EXERCISE GOAL → Quote, word for word, the lines of the items below running from the line containing "In this exercise you will locate the red" through the line containing "point(558, 418)", with both of those lines included.

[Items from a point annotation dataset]

╔══

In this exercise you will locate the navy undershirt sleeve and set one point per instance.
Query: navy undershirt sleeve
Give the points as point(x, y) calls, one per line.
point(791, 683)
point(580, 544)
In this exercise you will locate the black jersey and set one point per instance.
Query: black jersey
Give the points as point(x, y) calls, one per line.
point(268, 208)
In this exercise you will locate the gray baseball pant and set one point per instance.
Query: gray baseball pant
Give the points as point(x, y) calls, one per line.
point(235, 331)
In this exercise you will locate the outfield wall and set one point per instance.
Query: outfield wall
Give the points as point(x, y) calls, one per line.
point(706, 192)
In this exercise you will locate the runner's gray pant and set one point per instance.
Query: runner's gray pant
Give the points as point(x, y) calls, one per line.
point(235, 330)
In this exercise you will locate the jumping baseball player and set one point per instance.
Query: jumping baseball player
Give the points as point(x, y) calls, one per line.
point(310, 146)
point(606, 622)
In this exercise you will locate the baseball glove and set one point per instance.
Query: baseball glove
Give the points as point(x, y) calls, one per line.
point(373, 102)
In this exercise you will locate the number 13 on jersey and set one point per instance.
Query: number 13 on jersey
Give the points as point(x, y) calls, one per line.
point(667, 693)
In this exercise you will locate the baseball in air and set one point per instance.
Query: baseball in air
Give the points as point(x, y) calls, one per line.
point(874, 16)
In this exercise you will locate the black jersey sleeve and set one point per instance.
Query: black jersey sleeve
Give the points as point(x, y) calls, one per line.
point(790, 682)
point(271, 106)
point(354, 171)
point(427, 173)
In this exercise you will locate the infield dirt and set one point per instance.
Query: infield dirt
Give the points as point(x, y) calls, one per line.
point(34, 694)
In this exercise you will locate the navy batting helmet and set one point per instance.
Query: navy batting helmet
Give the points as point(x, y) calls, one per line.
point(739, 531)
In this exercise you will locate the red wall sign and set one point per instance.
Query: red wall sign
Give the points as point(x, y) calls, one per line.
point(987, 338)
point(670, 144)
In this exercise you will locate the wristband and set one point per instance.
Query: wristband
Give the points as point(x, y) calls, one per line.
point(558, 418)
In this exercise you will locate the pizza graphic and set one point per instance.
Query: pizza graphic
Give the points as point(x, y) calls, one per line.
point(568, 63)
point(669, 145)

╚══

THE RESPONSE →
In this exercise you will locate the red wall sign and set one point per instance.
Query: red wall sign
Give the points as point(x, y) calls, one per line.
point(987, 338)
point(670, 144)
In this exercise you will locate the wristband and set one point per instance.
Query: wristband
Give the points as point(x, y) calls, one per line.
point(558, 418)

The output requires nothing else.